* Required work
#1 List the usernames of everyone who posted in the Python 3 discussion.
#2 In the Python 3 discussion, why does the fact that os.listdir() is rarely called directly make the bytes workaround a problem? Answer in one to three sentences.
#3 Carry on the Python 3 discussion from where it stops.

* Text passage

Posted Feb 10, 2011 6:10 UTC (Thu) by mrjoel (subscriber, #60922) [Link]

Arch is actually moving to py3 as the default: http://www.archlinux.org/news/python-is-now-python-3/

Moving to Python 3

Posted Feb 10, 2011 14:39 UTC (Thu) by Webexcess (subscriber, #197) [Link]

You didn't provide a link for the problem, but is this what you're looking for?

    os.listdir(b'.') # no decoding for me, thanks

Moving to Python 3

Posted Feb 10, 2011 15:38 UTC (Thu) by nevyn (subscriber, #33129) [Link]

I'm aware that you can call it (directly) as os.listdir(bytes(mypath)), but this has a number of problems:

1. When calling listdir() directly, the default is broken (and in a non-obvious way) ... so everybody has to remember "Oh, yeh, you have to call os.listdir() in this speciail way or it's broken".

2. It assumes people are calling os.listdir() directly ... which is _far_ from the normal case. So now, to do the same hack, every API that eventually calls listdir() will have to implement/debug the bytes vs. unicode input vs. output thing ... and every caller of those APIs will have to remember "Oh, yeh, you have to call foo_API() in this speciail way or it's broken".

3. It's still not obvious what you _do_ with those bytes, because the reason listdir() doesn't work "normally" is that it's model of the Universe doesn't match reality. Basically you can't load a POSIX filename, and print "Error: open(%s): %s" ... and this problem is much bigger than POSIX filenames, it's just that's the most glaringly broken problem that people see. So the whole thing is a huge clue that "Unicode" is not any better in py-3 than it is in py-2 (which is to say, it's completely broken).

* Data extract
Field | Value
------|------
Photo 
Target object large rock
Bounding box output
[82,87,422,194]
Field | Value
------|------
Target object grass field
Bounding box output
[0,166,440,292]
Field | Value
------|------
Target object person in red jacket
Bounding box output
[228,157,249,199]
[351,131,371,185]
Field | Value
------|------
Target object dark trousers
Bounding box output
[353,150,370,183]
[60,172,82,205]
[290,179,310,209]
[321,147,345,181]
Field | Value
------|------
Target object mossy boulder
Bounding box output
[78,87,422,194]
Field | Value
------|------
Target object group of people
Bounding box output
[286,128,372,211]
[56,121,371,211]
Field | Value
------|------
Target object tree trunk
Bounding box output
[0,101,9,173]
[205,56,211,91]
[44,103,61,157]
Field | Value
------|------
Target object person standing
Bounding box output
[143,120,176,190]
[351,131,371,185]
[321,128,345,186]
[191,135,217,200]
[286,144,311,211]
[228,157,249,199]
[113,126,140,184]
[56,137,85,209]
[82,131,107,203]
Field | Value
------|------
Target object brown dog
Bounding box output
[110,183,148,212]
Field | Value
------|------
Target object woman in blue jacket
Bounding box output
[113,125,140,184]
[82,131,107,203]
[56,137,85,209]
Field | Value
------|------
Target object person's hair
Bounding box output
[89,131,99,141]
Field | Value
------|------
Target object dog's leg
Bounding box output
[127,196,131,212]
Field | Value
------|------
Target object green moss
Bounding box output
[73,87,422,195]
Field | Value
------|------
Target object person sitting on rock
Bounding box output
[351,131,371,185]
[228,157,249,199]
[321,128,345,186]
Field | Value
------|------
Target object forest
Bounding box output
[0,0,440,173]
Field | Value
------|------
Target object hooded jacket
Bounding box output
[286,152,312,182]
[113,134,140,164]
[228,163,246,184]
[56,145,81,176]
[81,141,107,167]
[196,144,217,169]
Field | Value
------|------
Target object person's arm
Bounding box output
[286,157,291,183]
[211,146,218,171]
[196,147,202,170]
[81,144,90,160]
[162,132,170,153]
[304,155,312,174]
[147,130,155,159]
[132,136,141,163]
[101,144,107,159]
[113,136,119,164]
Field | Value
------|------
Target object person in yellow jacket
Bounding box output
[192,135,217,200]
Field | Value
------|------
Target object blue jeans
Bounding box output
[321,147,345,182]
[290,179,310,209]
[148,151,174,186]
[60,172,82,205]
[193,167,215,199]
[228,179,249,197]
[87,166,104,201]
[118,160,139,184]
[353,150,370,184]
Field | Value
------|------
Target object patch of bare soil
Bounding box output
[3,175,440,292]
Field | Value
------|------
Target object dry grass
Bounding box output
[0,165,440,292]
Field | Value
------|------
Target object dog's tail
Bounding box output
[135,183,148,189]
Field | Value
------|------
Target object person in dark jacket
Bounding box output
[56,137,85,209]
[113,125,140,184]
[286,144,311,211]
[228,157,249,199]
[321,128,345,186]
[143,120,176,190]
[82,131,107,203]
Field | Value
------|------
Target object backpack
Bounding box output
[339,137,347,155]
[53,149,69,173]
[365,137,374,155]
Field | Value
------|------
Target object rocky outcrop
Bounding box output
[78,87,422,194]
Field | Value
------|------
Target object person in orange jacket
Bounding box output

* Task results
#1
mrjoel
Webexcess
nevyn

#2 Most code reaches listdir() through other APIs rather than calling it directly. That means every API that eventually calls listdir() would have to implement and debug the bytes-versus-unicode handling itself. On top of that, everyone who calls those APIs would have to remember to call them in a special way, or they break.

#3
Moving to Python 3

Posted Feb 12, 2011 0:13 UTC (Sat) by cmccabe (guest, #60281) [Link]

There was a thread about non-UTF8 filenames on LWN a little while back. (One of many, I'm sure.) The consensus seemed to be that they were quite useless. They tend to break the mental model of programmers too. For example, programmers tend to assume that printing a filename to stdout is *not* a security vulnerability. But if that filename contains control characters... surprise! It can hack your terminal emulator.

Python has a pretty long history of "forcing" what it believes to be the correct behavior on its users. It even tells you how to use whitespace. I am not surprised at all that they ignore non-UTF filenames. Frankly, it's a good decision.

Moving to Python 3

Posted Feb 12, 2011 1:50 UTC (Sat) by foom (subscriber, #14868) [Link]

They don't ignore random-byte filenames. Filenames are decoded from bytes to unicode with the *locale encoding* (not always utf8), and the "surrogateescape" error handler. That allows roundtripping filenames through unicode even if they're not in the proper encoding at all (although in that case they'll be garbage).

http://www.python.org/dev/peps/pep-0383/

Moving to Python 3

Posted Feb 15, 2011 1:24 UTC (Tue) by yuhong (guest, #57183) [Link]

Yea, it is not Python's fault that historically there has been no standard character encoding beyond ASCII for Unix filenames, in contrast to Windows LFN filenames and Mac HFS+ filenames, both of which used UTF-16 from the beginning.

Moving to Python 3

Posted Feb 15, 2011 14:32 UTC (Tue) by nevyn (subscriber, #33129) [Link]

> Yea, it is not Python's fault [that unix doesn't look like windows]

It is exactly python's fault that it pretends unix is like windows, when it isn't.

Moving to Python 3

Posted Feb 15, 2011 14:52 UTC (Tue) by foom (subscriber, #14868) [Link]

> It is exactly python's fault that it pretends unix is like windows, when it isn't.

Except that python doesn't actually do that, see comment above...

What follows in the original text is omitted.